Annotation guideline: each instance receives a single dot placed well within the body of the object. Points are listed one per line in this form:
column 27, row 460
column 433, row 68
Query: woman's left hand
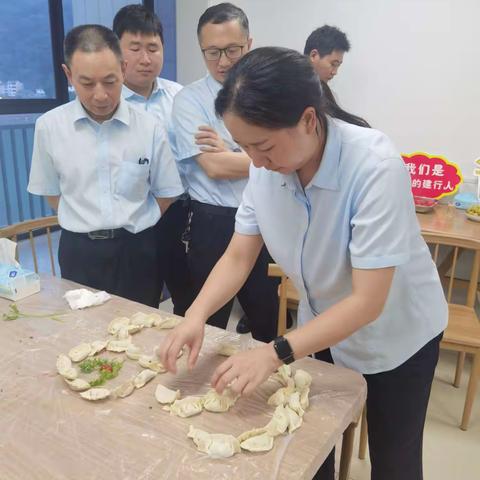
column 247, row 370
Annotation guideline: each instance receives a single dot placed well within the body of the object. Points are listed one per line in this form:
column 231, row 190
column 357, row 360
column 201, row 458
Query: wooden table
column 48, row 432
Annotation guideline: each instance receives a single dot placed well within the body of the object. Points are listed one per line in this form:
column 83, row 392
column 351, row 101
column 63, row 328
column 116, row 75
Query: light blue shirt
column 194, row 106
column 357, row 212
column 95, row 167
column 159, row 103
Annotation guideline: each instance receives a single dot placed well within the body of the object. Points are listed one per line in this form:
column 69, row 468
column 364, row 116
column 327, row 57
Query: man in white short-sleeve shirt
column 107, row 168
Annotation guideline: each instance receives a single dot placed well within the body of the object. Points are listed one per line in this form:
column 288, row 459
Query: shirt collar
column 129, row 93
column 122, row 114
column 327, row 176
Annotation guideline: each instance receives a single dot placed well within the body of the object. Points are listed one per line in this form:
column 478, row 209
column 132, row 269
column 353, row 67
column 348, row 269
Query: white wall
column 413, row 70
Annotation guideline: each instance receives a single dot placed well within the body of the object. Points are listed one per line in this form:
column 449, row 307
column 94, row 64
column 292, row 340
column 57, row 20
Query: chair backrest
column 448, row 265
column 32, row 228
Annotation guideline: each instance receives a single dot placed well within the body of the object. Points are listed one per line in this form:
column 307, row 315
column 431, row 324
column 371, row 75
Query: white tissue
column 82, row 298
column 7, row 252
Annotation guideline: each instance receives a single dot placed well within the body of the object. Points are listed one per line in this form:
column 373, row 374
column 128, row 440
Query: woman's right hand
column 190, row 333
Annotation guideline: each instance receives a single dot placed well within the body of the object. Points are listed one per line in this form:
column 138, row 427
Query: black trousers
column 210, row 231
column 173, row 256
column 396, row 408
column 127, row 266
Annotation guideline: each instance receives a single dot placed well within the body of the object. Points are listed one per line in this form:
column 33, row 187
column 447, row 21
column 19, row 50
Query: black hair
column 271, row 87
column 325, row 40
column 137, row 19
column 90, row 38
column 221, row 13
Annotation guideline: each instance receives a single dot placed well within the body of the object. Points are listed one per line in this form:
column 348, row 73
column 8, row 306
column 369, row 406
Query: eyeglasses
column 213, row 54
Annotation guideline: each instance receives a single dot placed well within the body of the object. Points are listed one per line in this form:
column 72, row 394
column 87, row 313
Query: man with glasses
column 215, row 170
column 141, row 40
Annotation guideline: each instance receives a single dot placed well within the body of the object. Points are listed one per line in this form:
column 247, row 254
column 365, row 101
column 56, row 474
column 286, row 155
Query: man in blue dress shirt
column 141, row 40
column 107, row 168
column 215, row 170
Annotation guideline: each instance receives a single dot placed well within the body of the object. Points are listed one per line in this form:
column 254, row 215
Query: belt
column 213, row 209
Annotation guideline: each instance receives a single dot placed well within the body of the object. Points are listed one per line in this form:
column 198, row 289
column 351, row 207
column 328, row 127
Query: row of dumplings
column 120, row 329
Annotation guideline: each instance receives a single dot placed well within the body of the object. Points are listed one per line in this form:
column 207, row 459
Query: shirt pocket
column 133, row 181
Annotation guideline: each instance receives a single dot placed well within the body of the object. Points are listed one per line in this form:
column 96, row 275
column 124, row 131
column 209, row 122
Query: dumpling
column 141, row 319
column 165, row 395
column 294, row 420
column 214, row 402
column 258, row 443
column 133, row 352
column 280, row 397
column 251, row 433
column 302, row 379
column 294, row 403
column 279, row 422
column 65, row 369
column 119, row 345
column 215, row 445
column 124, row 390
column 78, row 385
column 95, row 394
column 80, row 352
column 186, row 407
column 282, row 375
column 148, row 361
column 115, row 325
column 97, row 346
column 143, row 378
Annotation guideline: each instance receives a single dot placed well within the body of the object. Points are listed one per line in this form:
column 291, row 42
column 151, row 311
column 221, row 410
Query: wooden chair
column 288, row 300
column 29, row 228
column 462, row 334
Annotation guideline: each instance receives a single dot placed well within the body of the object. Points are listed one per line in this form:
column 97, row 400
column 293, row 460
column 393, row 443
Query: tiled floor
column 449, row 453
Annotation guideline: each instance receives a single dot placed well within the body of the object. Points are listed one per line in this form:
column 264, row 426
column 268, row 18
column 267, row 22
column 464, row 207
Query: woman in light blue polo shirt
column 332, row 203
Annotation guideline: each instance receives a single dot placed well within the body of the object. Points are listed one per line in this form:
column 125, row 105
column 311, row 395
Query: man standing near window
column 141, row 40
column 216, row 170
column 108, row 170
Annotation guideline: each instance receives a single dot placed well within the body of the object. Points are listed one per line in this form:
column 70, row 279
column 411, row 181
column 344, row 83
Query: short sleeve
column 164, row 178
column 44, row 179
column 382, row 218
column 246, row 218
column 187, row 116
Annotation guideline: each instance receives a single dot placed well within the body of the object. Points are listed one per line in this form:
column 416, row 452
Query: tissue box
column 17, row 283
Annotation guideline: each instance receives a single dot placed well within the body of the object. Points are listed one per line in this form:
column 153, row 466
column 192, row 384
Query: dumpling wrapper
column 124, row 390
column 166, row 396
column 258, row 443
column 117, row 323
column 186, row 407
column 65, row 368
column 119, row 345
column 302, row 379
column 279, row 422
column 151, row 362
column 97, row 346
column 280, row 397
column 294, row 420
column 141, row 319
column 78, row 385
column 227, row 349
column 214, row 402
column 133, row 352
column 80, row 352
column 95, row 394
column 143, row 378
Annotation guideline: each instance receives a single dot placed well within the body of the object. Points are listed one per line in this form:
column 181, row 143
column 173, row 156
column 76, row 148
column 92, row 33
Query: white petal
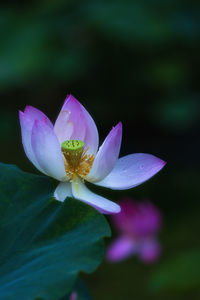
◆ ◆ ◆ ◆ ◆
» Brief
Rewrite everything from the start of the rows down to the line containing "column 247, row 370", substituting "marker" for "dot" and leaving all other text unchanged. Omit the pictures from the output.

» Answer to this exercise
Annotation guideline: each instance receives a single marker placed well within the body of the object. Points are listed one per line in this form:
column 27, row 460
column 433, row 68
Query: woman's left hand
column 247, row 370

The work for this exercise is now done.